§ **GIVEN EXERCISE**
How many lines in the entries below contain the word "ambulance"? Reply with the number alone.

Stored entries:
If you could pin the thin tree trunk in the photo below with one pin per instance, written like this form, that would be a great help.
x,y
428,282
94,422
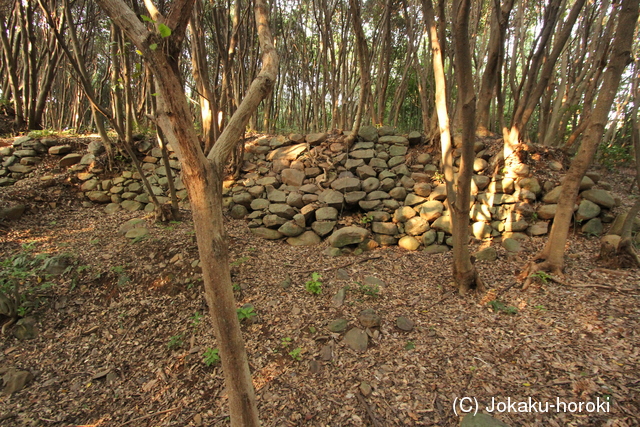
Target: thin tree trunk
x,y
553,252
203,178
464,272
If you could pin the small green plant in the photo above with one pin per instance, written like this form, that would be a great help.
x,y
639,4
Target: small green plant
x,y
239,261
612,156
246,313
36,134
139,239
499,306
175,342
370,290
544,277
314,286
285,341
196,319
82,268
295,354
123,278
211,356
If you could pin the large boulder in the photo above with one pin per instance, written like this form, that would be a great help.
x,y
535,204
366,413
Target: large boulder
x,y
351,235
293,177
600,197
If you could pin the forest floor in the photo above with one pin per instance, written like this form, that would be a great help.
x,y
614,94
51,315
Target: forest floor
x,y
123,332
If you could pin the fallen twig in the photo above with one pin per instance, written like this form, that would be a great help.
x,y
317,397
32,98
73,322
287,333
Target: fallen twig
x,y
370,413
339,266
144,417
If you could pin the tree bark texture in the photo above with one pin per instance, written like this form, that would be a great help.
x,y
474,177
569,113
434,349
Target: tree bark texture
x,y
553,252
203,178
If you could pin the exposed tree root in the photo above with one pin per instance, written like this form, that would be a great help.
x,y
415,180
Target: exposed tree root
x,y
471,282
529,272
618,253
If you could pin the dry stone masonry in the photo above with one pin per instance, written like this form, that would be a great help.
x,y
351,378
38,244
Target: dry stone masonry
x,y
299,190
384,190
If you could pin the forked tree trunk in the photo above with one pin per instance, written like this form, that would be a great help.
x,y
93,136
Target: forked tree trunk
x,y
624,254
464,272
533,88
495,57
203,179
552,255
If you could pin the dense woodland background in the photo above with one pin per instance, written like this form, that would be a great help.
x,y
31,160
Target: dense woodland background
x,y
560,73
56,51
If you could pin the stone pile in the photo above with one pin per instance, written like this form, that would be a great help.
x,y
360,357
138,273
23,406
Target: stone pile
x,y
299,187
125,191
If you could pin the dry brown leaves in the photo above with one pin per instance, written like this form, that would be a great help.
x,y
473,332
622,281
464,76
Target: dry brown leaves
x,y
103,357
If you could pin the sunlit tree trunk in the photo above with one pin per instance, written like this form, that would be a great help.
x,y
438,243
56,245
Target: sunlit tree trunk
x,y
203,178
536,83
552,255
458,189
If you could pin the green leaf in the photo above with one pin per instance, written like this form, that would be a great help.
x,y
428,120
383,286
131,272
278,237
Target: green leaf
x,y
164,30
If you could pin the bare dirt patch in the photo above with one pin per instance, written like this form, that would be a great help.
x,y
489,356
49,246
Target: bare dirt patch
x,y
121,341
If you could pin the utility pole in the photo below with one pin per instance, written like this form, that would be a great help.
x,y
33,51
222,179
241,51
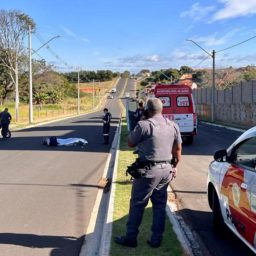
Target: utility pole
x,y
93,94
212,55
78,92
213,87
30,71
17,100
30,78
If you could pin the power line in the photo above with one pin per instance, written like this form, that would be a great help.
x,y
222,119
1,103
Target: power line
x,y
236,44
201,62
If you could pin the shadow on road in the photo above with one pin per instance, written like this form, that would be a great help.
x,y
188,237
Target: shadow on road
x,y
62,245
210,139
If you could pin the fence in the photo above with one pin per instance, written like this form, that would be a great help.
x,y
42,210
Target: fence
x,y
236,105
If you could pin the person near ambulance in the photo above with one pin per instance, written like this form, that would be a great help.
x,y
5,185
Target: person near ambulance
x,y
5,118
106,125
158,142
139,113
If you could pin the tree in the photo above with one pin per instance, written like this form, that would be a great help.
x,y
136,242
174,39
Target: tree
x,y
13,29
250,75
6,83
186,70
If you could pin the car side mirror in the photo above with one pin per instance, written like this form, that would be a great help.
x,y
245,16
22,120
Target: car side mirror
x,y
220,155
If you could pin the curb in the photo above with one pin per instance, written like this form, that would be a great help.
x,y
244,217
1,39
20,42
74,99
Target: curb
x,y
101,224
97,224
171,208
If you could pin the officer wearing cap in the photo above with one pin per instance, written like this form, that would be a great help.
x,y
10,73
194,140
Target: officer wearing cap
x,y
106,125
158,141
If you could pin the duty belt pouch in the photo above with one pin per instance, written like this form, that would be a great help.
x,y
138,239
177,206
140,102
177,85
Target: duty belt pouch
x,y
137,170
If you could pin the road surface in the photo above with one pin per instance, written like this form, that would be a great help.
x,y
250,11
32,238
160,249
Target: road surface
x,y
47,194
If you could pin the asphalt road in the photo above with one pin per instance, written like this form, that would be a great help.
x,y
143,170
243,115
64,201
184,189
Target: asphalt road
x,y
47,194
190,187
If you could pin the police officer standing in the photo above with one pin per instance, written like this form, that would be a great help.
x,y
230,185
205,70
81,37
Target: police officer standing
x,y
106,125
158,142
6,118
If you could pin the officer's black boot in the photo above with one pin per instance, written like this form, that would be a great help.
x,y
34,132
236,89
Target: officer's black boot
x,y
124,241
106,139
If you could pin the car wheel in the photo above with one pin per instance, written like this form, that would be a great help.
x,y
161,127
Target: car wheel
x,y
218,222
190,139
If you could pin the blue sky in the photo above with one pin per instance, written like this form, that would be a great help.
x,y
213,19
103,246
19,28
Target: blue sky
x,y
138,34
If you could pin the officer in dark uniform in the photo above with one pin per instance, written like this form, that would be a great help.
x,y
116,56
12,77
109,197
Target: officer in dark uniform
x,y
158,142
139,112
6,118
106,125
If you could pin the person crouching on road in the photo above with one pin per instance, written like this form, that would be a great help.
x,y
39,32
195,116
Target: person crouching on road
x,y
6,118
106,125
158,142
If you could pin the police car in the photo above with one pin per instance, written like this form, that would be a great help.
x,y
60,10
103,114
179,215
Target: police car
x,y
232,188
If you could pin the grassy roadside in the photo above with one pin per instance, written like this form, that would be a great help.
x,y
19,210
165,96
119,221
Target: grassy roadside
x,y
67,108
170,245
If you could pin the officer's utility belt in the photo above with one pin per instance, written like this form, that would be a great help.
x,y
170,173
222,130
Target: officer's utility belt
x,y
139,168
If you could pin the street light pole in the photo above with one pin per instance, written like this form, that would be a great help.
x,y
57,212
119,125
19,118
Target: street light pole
x,y
78,92
93,95
30,78
213,68
30,71
213,87
212,55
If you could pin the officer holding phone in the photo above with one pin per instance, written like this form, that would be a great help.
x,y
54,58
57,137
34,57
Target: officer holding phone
x,y
158,143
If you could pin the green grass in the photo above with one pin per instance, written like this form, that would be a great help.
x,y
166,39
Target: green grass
x,y
68,107
170,245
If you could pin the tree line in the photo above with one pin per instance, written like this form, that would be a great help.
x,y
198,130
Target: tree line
x,y
49,86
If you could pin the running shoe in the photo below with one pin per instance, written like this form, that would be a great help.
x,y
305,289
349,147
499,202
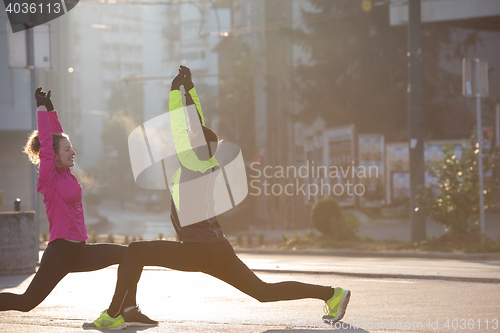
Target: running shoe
x,y
335,307
106,321
134,318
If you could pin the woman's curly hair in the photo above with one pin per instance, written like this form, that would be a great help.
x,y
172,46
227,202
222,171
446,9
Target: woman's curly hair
x,y
32,147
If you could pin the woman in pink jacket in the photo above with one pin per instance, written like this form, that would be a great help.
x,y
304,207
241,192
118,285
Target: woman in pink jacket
x,y
67,251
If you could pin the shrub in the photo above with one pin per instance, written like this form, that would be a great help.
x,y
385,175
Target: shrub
x,y
324,214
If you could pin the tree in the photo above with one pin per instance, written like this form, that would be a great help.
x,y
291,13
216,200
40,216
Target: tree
x,y
453,199
126,112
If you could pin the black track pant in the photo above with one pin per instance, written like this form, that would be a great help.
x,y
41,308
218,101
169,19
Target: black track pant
x,y
216,259
60,258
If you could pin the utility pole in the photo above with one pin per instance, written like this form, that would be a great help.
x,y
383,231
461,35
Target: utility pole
x,y
415,118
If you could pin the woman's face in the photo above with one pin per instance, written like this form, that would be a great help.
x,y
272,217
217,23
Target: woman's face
x,y
66,155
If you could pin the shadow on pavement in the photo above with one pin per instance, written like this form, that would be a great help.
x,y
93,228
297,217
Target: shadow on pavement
x,y
12,281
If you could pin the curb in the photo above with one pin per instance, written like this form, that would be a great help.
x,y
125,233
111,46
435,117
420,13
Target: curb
x,y
377,254
384,276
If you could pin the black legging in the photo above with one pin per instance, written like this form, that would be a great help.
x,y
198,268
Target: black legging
x,y
216,259
60,258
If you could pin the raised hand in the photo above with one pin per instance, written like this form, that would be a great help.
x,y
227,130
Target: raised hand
x,y
188,81
43,98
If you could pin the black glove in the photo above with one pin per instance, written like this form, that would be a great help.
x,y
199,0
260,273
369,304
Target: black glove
x,y
177,81
43,99
188,81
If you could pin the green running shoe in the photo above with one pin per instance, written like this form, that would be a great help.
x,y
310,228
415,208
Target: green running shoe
x,y
335,307
105,321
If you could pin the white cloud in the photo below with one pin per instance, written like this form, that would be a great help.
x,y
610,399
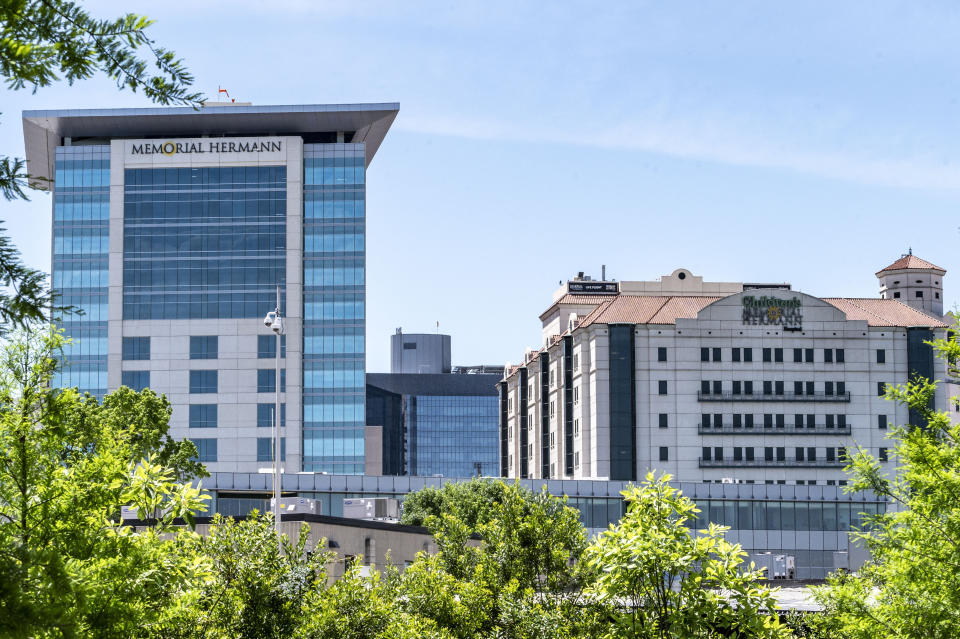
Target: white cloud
x,y
713,139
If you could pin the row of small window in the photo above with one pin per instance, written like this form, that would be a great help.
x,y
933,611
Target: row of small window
x,y
82,177
772,388
81,241
745,354
204,208
326,204
203,347
80,277
778,420
327,174
779,453
346,306
206,239
333,243
786,515
202,382
207,449
206,177
206,273
342,272
918,294
197,305
87,206
830,355
205,415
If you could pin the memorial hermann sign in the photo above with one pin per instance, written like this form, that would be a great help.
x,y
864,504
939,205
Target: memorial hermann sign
x,y
773,311
171,148
193,151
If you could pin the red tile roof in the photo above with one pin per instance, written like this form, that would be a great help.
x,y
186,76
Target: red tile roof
x,y
911,261
681,307
640,309
582,300
879,312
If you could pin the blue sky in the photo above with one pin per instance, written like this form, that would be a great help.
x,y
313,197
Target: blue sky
x,y
806,142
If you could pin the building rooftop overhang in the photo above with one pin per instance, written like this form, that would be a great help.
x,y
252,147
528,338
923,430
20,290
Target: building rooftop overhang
x,y
911,262
43,131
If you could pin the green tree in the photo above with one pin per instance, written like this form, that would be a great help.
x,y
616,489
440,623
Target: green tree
x,y
506,564
359,607
45,41
911,588
258,586
662,579
68,568
471,502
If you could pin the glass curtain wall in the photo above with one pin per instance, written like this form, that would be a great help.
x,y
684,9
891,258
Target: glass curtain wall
x,y
333,304
452,435
203,243
81,233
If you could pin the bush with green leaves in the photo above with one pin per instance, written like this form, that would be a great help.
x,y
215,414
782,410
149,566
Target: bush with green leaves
x,y
68,567
661,579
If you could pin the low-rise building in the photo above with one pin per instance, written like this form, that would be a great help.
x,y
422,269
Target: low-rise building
x,y
718,381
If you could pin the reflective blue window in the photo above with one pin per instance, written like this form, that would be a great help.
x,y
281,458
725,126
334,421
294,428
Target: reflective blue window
x,y
207,449
135,348
265,449
81,202
265,415
453,436
334,307
267,346
203,346
135,380
203,415
203,242
267,380
203,381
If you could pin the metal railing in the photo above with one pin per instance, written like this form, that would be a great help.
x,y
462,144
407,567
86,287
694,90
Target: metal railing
x,y
765,463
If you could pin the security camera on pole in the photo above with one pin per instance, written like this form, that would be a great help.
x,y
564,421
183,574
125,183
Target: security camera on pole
x,y
274,322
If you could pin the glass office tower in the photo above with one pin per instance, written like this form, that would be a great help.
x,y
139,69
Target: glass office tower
x,y
81,207
173,230
334,308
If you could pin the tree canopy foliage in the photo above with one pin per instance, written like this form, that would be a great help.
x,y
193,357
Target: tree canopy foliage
x,y
673,581
46,41
68,567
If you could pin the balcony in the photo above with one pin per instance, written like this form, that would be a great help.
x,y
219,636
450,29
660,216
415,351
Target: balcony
x,y
764,463
819,429
782,397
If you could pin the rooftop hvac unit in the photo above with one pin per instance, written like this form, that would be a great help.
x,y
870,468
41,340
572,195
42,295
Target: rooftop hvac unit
x,y
775,566
130,512
299,505
372,509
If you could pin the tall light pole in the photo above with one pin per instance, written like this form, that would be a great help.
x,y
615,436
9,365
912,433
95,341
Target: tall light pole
x,y
274,321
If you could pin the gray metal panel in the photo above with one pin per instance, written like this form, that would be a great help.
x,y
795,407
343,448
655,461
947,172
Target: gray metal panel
x,y
42,130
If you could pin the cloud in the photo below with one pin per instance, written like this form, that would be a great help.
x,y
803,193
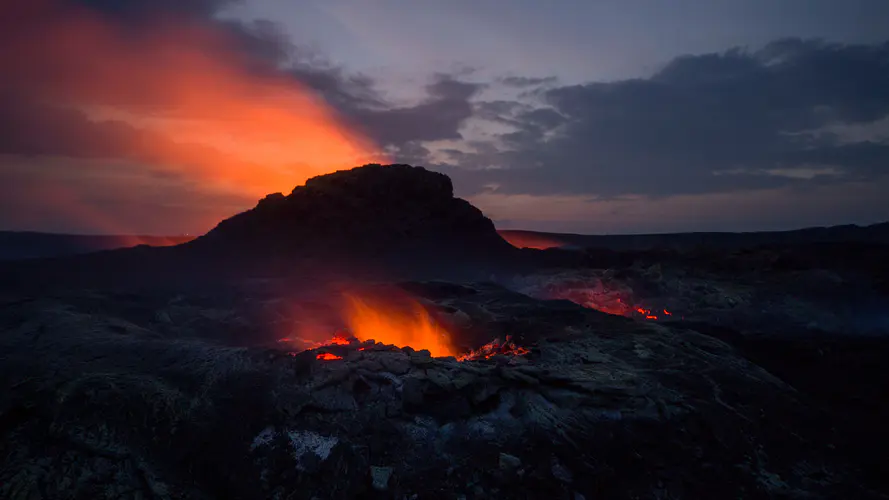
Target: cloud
x,y
672,133
524,81
228,110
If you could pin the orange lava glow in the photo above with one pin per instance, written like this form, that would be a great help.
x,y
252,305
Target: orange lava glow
x,y
401,321
181,100
326,356
522,239
339,339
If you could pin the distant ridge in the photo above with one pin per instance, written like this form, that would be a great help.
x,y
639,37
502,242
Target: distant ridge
x,y
850,233
18,245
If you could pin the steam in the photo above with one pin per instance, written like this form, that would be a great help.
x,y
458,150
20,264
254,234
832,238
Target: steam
x,y
181,99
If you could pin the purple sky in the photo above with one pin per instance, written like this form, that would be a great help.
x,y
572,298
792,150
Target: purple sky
x,y
597,117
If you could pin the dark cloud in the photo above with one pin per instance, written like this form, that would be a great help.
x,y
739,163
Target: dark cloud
x,y
716,122
438,117
523,82
258,47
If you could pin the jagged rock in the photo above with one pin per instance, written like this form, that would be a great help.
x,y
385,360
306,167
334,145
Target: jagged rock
x,y
380,477
369,213
690,418
509,463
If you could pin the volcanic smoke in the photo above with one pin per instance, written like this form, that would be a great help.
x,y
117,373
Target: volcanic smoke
x,y
180,98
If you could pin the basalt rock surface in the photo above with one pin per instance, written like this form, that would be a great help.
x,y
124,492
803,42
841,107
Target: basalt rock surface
x,y
125,397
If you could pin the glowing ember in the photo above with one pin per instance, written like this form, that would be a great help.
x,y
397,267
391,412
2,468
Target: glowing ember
x,y
339,339
495,348
328,356
401,322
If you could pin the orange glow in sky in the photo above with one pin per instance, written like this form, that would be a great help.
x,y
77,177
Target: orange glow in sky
x,y
183,101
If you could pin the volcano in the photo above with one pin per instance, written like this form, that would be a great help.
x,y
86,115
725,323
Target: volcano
x,y
285,356
397,216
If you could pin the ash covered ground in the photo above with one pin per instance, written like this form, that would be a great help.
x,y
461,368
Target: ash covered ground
x,y
206,370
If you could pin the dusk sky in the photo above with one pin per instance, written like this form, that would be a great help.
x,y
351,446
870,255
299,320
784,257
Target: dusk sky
x,y
166,116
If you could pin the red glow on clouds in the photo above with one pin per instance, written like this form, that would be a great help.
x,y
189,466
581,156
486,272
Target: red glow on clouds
x,y
525,239
180,100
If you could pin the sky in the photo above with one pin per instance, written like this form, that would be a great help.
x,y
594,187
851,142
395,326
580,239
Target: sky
x,y
167,116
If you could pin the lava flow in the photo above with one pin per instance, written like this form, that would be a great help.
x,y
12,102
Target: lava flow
x,y
401,322
404,322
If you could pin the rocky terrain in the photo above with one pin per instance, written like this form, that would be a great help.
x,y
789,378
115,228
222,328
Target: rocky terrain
x,y
208,370
120,404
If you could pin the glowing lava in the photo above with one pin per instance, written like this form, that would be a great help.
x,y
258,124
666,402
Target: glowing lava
x,y
401,322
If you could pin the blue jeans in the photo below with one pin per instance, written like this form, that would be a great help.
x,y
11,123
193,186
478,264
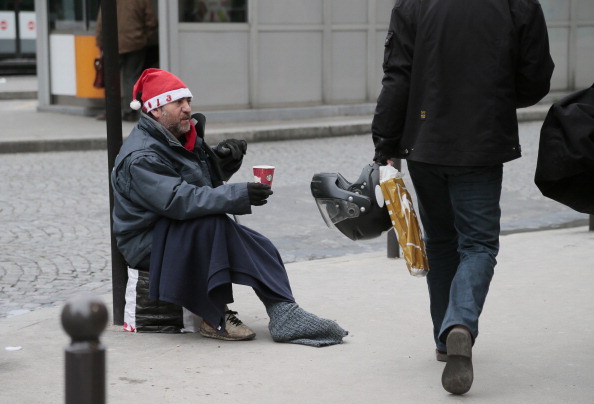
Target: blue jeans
x,y
460,213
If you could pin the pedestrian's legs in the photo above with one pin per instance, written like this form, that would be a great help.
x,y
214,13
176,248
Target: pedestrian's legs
x,y
441,239
475,193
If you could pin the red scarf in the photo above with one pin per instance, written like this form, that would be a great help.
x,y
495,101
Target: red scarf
x,y
190,138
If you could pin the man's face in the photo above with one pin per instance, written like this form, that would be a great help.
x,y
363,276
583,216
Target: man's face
x,y
175,116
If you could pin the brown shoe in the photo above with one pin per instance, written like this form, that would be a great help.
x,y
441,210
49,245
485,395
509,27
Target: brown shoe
x,y
457,376
235,330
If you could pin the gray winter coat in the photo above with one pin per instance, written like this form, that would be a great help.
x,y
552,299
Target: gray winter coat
x,y
154,176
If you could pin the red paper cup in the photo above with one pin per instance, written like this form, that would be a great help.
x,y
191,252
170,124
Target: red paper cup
x,y
263,174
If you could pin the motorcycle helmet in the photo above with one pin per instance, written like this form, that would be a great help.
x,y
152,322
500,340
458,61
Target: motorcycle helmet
x,y
356,209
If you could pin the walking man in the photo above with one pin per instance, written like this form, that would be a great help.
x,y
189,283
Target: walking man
x,y
454,73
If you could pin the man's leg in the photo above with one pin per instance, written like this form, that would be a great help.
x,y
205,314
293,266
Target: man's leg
x,y
441,239
475,193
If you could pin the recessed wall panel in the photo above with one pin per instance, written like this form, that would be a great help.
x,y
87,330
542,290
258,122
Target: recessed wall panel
x,y
290,68
290,11
349,66
349,11
215,67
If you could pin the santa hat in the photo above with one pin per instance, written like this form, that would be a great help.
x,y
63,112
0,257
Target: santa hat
x,y
158,87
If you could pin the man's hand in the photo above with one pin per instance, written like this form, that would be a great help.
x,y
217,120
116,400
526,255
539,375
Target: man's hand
x,y
258,193
232,147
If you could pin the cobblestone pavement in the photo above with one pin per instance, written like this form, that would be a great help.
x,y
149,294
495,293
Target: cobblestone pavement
x,y
54,210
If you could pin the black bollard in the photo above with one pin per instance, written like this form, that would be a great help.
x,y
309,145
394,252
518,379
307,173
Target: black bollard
x,y
84,319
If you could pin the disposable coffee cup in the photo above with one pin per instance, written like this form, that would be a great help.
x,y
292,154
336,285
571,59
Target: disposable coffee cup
x,y
263,174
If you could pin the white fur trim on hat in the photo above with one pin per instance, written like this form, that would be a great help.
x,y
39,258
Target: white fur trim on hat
x,y
166,98
135,105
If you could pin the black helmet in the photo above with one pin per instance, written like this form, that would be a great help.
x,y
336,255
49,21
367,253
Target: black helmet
x,y
357,209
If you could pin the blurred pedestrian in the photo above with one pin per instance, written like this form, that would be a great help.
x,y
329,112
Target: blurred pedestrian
x,y
454,73
170,218
137,30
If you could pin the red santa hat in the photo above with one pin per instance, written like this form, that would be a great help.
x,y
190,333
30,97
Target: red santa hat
x,y
158,87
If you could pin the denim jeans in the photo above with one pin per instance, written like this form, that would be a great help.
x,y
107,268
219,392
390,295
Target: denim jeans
x,y
460,213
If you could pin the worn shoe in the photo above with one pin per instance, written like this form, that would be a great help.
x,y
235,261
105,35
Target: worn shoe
x,y
235,330
441,356
458,375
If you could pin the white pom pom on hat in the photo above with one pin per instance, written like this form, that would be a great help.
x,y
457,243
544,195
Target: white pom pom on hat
x,y
158,87
135,105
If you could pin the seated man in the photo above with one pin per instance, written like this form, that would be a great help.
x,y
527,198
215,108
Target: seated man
x,y
170,218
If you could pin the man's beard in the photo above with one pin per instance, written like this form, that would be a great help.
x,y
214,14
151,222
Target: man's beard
x,y
178,128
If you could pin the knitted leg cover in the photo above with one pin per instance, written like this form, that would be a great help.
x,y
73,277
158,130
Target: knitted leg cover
x,y
290,323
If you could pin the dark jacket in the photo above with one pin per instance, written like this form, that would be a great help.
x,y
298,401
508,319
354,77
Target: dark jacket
x,y
137,25
154,176
454,73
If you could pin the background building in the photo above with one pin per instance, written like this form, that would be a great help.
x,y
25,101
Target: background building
x,y
239,55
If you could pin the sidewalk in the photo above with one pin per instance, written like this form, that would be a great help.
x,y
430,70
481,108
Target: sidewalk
x,y
535,345
53,131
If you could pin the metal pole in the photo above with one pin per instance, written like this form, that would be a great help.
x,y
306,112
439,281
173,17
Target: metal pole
x,y
113,108
84,319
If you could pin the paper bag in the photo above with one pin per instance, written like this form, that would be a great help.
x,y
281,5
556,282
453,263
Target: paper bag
x,y
404,220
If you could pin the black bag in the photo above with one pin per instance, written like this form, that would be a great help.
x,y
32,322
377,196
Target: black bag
x,y
99,76
565,166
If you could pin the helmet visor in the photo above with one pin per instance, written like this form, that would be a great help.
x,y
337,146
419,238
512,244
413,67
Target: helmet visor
x,y
336,210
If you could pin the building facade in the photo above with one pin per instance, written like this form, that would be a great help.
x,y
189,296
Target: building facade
x,y
260,54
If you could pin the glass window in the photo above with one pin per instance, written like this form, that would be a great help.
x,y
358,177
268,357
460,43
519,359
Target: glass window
x,y
585,10
584,75
556,10
213,10
23,5
73,14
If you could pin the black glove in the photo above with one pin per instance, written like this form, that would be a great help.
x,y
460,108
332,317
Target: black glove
x,y
232,147
258,193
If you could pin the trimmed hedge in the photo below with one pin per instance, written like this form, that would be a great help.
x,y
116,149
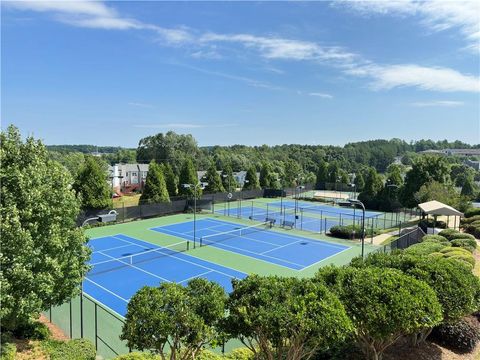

§ **RESPONSE TO THE EXERCISE**
2